- [Given data]
--- --- ---

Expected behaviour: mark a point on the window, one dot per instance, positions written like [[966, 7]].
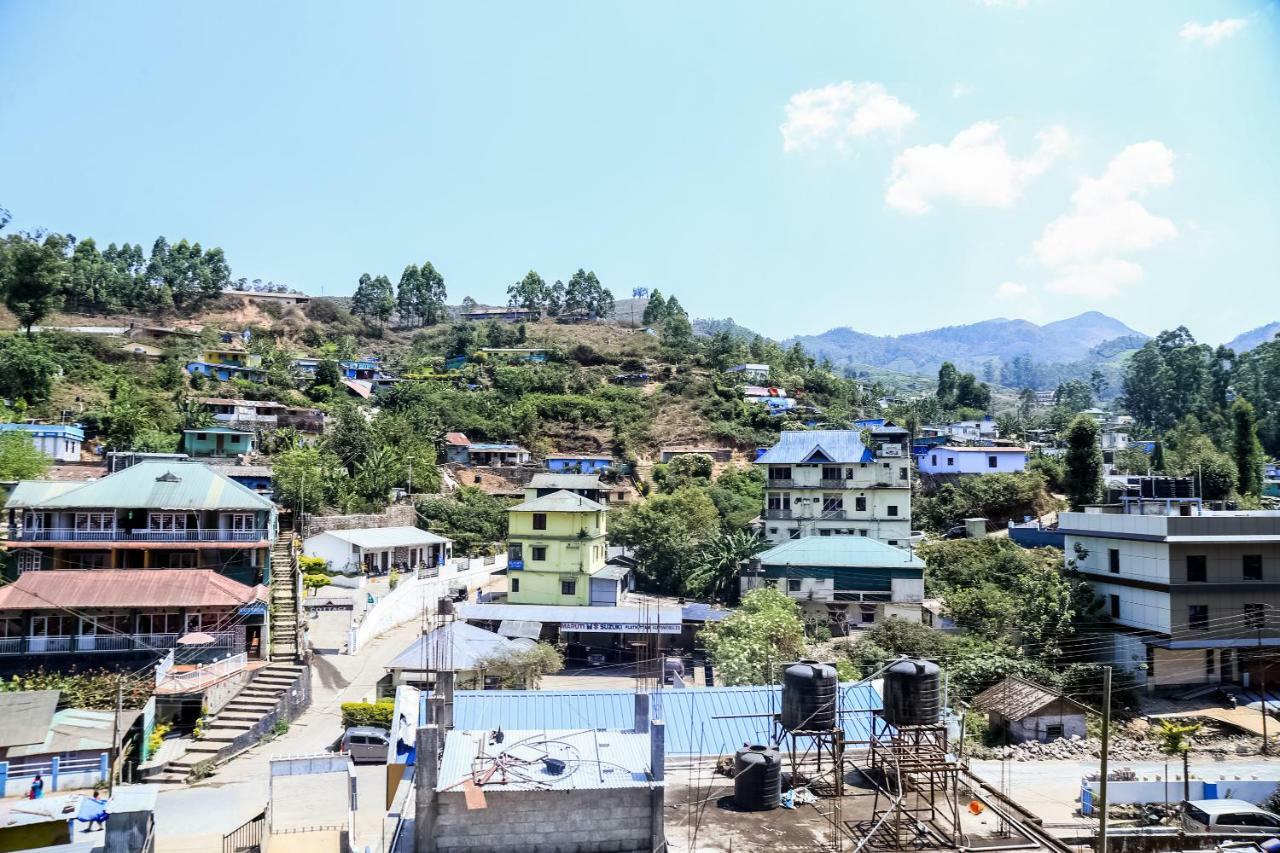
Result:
[[1252, 566]]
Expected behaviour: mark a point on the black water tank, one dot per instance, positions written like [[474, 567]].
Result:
[[757, 779], [913, 693], [809, 697]]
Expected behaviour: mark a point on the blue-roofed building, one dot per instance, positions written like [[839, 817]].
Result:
[[849, 582], [62, 442], [828, 482]]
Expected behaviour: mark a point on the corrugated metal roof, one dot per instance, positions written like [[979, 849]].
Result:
[[817, 446], [709, 721], [402, 537], [560, 502], [151, 484], [846, 552], [455, 646], [593, 760], [126, 588]]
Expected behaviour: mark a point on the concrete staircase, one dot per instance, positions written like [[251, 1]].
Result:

--- --- ---

- [What to do] All of the material should be reproduced exactly, apart from the pictures.

- [Reply]
Expected behaviour: mark a point on the window, one dot per instance, positions written like [[966, 7]].
Result:
[[1252, 566]]
Expected behaviour: mark a point on the black water tank, one dot per instance, positions written like [[474, 567]].
Result:
[[757, 779], [913, 693], [809, 697]]
Expected behaviour: mark a point on the blue-roofed building, one dot per instance, positions written like [[839, 817]].
Result:
[[849, 582], [62, 442], [828, 482]]
Expected behaviour: mark a point on the corrugated metal roof, one dot per instance, positions written like [[979, 849]].
Result:
[[817, 446], [709, 721], [402, 537], [560, 502], [151, 484], [846, 552], [455, 646], [593, 760], [126, 588]]
Expected behaviour: mark a point on the concrete staircase, one dot per instance, positions written like [[251, 1]].
Result:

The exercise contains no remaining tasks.